Your reply should hold only the lines from the records below where "back" occurs.
Supplied records START
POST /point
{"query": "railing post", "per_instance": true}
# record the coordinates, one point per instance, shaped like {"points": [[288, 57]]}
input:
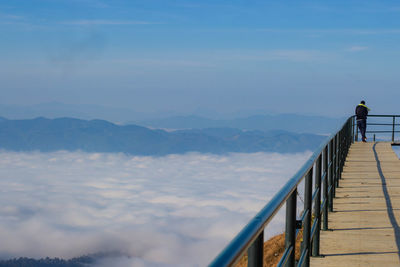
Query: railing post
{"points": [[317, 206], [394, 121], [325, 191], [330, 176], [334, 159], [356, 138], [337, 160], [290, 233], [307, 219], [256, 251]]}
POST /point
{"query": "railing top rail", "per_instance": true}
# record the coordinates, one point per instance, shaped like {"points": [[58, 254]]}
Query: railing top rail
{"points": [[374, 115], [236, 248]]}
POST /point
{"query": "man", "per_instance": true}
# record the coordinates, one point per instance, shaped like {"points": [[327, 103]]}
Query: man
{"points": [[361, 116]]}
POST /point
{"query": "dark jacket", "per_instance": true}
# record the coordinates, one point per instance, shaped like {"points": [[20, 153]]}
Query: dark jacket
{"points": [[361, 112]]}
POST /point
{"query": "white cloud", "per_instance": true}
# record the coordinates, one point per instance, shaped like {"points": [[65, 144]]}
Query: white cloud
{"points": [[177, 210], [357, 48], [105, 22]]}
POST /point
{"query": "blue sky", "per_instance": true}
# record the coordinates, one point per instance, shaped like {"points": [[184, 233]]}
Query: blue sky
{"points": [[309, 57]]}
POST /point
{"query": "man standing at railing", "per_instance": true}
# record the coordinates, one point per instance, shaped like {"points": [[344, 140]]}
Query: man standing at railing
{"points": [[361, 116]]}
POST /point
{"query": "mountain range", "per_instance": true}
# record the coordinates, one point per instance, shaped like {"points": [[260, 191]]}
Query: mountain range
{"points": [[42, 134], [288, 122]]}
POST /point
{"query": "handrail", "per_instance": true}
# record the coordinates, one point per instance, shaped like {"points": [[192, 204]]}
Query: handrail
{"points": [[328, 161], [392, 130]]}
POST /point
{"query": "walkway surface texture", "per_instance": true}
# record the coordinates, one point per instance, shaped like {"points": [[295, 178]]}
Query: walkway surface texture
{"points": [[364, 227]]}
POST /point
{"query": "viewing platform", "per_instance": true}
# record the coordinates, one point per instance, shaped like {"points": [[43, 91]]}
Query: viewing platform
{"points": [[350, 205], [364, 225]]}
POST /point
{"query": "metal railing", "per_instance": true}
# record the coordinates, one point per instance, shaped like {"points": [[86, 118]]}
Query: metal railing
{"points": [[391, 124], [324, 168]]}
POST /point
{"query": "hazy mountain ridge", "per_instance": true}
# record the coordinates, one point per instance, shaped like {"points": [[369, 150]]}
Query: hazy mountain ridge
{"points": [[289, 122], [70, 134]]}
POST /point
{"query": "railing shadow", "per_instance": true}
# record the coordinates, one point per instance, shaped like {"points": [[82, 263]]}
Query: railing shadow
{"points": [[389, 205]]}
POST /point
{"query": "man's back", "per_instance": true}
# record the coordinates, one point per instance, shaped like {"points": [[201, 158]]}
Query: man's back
Supplied records END
Exercise response
{"query": "man's back", "per_instance": true}
Query: man's back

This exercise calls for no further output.